Uma oferta efetuada em 26 de agosto estipulava remessas de 1,5 milhão de doses ainda no ano passado, 17 milhões até o segundo trimestre de 2021, e outras 51,5 milhões até dezembro. Em vias de comparação, o acordo assinado em março pelo Governo Federal define a entrega de 4,5 milhões de doses a menos até junho na comparação com a proposta anterior da Pfizer, embora estabeleça um volume maior a longo prazo.
Para o professor de epidemiologia da Universidade Federal de Pelotas (UFPel) Pedro Hallal, a narrativa da publicação é “absolutamente ridícula” e ignora os benefícios da vacinação precoce. Segundo o cientista, quanto mais rápido fosse o início da imunização, melhor seria o impacto no combate à pandemia no país.
De acordo com Hallal, o início precoce da vacinação poderia, por exemplo, diminuir a intensidade da curva epidemiológica observada entre a metade de fevereiro e a metade de abril. Somente neste período, foram confirmadas mais de 130 mil mortes por covid-19 no Brasil, segundo dados do Conselho Nacional de Secretários de Saúde.

VERIFIQUE SUA COMPREENSÃO:
1 > Transcreva literalmente o trecho do texto sobre a vacinação que começa em "Para o professor" e termina em "pandemia no país.".
2 > Liste todas as quantidades de doses de vacina mencionadas no texto sobre a vacinação.
Os registros não têm relação com o texto sobre a vacinação.

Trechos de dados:

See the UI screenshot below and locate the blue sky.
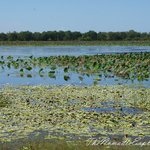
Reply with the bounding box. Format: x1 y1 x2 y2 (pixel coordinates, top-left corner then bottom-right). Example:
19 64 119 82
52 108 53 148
0 0 150 32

PROBLEMAS RESOLVIDOS:
1 >
Para o professor de epidemiologia da Universidade Federal de Pelotas (UFPel) Pedro Hallal, a narrativa da publicação é “absolutamente ridícula” e ignora os benefícios da vacinação precoce. Segundo o cientista, quanto mais rápido fosse o início da imunização, melhor seria o impacto no combate à pandemia no país.

2 > 1,5 milhão; 17 milhões; 51,5 milhões; 4,5 milhões